Available data:
++++++++

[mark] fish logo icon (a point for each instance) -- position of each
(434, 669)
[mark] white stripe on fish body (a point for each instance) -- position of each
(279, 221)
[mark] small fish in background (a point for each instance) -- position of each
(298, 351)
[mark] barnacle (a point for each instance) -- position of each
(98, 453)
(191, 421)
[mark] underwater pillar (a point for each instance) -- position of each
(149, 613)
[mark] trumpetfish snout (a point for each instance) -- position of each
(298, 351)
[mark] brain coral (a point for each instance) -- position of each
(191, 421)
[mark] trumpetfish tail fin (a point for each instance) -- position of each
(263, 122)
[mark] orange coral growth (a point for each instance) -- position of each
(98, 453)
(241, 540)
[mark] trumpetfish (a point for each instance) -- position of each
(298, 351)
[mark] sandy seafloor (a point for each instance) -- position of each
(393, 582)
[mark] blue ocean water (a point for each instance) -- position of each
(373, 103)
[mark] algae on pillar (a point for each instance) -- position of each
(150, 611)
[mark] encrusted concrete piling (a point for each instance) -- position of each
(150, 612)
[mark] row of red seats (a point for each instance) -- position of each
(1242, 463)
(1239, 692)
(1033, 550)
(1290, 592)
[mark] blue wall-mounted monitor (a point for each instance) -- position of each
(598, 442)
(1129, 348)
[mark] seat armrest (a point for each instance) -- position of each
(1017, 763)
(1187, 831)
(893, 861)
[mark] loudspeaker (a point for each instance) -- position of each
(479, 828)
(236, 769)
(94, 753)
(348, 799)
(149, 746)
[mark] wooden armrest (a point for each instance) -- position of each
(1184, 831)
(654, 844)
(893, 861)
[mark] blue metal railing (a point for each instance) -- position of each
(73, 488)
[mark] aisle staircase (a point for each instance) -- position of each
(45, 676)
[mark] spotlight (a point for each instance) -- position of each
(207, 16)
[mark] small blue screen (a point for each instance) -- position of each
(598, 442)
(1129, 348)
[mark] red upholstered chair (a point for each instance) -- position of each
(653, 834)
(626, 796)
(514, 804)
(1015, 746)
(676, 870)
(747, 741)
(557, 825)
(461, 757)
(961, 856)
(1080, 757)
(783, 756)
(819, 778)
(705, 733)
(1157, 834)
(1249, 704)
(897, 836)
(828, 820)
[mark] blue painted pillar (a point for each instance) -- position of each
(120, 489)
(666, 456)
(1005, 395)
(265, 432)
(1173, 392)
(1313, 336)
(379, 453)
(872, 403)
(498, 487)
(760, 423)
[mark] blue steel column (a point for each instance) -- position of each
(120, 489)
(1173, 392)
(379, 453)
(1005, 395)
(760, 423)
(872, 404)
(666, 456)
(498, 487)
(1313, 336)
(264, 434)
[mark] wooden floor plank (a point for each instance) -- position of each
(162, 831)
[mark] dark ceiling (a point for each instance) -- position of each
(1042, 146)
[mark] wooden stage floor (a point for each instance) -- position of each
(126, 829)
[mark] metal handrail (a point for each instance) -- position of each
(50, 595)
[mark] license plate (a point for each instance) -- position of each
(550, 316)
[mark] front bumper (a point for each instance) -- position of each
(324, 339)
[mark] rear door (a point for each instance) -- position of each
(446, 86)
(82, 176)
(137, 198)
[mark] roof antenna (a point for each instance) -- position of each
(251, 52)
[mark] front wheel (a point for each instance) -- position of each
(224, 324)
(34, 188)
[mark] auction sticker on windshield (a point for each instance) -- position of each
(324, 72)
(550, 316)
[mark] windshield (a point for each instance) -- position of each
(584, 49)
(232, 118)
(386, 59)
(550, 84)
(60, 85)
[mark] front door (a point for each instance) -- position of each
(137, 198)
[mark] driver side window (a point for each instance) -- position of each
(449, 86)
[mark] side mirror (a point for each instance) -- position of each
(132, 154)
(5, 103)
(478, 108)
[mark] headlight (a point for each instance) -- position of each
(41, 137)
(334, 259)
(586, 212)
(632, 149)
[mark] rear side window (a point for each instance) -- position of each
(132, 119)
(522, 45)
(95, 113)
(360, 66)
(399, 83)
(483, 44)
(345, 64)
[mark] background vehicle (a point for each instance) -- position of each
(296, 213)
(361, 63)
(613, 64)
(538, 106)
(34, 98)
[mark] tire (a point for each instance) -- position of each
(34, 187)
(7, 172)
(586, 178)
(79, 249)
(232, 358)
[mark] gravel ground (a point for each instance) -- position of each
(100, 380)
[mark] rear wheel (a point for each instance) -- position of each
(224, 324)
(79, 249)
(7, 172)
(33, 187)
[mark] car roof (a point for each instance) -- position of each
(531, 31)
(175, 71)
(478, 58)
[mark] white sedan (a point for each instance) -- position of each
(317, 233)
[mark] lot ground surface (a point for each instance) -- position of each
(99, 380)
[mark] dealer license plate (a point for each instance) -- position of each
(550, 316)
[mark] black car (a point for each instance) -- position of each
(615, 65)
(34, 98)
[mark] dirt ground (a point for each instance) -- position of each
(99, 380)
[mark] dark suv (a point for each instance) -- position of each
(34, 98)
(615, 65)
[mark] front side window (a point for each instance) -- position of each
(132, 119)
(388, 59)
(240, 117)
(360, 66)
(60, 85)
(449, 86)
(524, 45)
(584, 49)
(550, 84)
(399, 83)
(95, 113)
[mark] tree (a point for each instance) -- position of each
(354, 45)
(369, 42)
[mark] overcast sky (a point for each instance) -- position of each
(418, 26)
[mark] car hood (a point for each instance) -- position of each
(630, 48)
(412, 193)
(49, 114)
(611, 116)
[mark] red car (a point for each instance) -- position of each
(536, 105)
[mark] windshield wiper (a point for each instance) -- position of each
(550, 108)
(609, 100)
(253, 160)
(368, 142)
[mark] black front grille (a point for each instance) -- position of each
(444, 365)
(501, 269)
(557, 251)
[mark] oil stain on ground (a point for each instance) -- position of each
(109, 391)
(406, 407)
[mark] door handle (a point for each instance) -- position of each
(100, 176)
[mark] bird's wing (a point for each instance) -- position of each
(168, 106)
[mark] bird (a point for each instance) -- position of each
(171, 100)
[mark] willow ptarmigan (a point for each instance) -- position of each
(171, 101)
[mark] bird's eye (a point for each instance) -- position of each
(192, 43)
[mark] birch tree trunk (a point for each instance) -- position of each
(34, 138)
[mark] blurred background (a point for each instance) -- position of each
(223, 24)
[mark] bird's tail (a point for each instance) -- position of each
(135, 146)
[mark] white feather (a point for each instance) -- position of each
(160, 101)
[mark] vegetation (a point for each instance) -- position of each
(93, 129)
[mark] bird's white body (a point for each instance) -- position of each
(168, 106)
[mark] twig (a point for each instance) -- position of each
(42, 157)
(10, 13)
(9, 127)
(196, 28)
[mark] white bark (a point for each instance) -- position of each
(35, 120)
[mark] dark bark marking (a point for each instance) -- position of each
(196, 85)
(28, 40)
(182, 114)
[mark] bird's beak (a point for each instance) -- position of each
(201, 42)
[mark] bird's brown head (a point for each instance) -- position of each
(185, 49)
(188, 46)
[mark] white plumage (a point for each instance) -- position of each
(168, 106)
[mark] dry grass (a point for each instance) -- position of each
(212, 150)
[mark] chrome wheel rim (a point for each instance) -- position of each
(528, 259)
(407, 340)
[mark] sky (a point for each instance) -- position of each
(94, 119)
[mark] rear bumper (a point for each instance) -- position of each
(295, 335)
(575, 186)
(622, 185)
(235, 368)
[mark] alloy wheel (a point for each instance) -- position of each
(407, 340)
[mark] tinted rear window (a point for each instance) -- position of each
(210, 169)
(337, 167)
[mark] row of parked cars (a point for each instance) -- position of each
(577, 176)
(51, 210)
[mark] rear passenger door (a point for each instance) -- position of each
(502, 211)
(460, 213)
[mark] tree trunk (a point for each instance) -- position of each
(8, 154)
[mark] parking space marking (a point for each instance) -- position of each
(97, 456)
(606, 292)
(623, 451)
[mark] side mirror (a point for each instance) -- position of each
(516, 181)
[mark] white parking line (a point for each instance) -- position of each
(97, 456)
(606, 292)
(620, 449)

++++++++

Exercise brief: Extract, verbatim, the lines from the one containing "[mark] twig (a" through the last line of the listing above.

Exercise solution:
[mark] twig (a point for each instance) -- position of each
(42, 157)
(10, 13)
(9, 127)
(196, 28)
[mark] white bark (a point for each instance) -- position of each
(35, 120)
[mark] dark bark marking (a point for each instance) -- position of each
(196, 85)
(28, 40)
(182, 114)
[mark] bird's beak (a point for each instance) -- position of each
(201, 42)
[mark] bird's brown head (a point for each instance) -- position of each
(185, 49)
(188, 46)
[mark] white plumage (a point for each instance) -- position of each
(168, 106)
[mark] dry grass (a point for each instance) -- position of each
(212, 150)
[mark] chrome wheel rim (a point for each instance) -- position of each
(528, 259)
(407, 340)
[mark] sky (a point for each instance) -- position of each
(94, 119)
[mark] rear bumper (a point for each instance) -- position of each
(295, 335)
(575, 186)
(622, 185)
(235, 368)
[mark] alloy wheel (a point for each instance) -- position of each
(407, 340)
[mark] tinted rear window (a point for each instance) -- position of each
(210, 169)
(337, 167)
[mark] row of parked cars (a point for each instance) -- position of each
(577, 176)
(51, 210)
[mark] rear passenger door (a point for each instance) -- position of each
(502, 211)
(460, 213)
[mark] tree trunk (a point for each instance) -- position of each
(8, 154)
[mark] parking space marking (a point for each instance) -- position of each
(97, 456)
(606, 292)
(623, 451)
[mark] side mirror (a point for each instance) -- position of each
(516, 181)
[mark] white parking line (a point for each instance) -- position of each
(97, 456)
(606, 292)
(620, 449)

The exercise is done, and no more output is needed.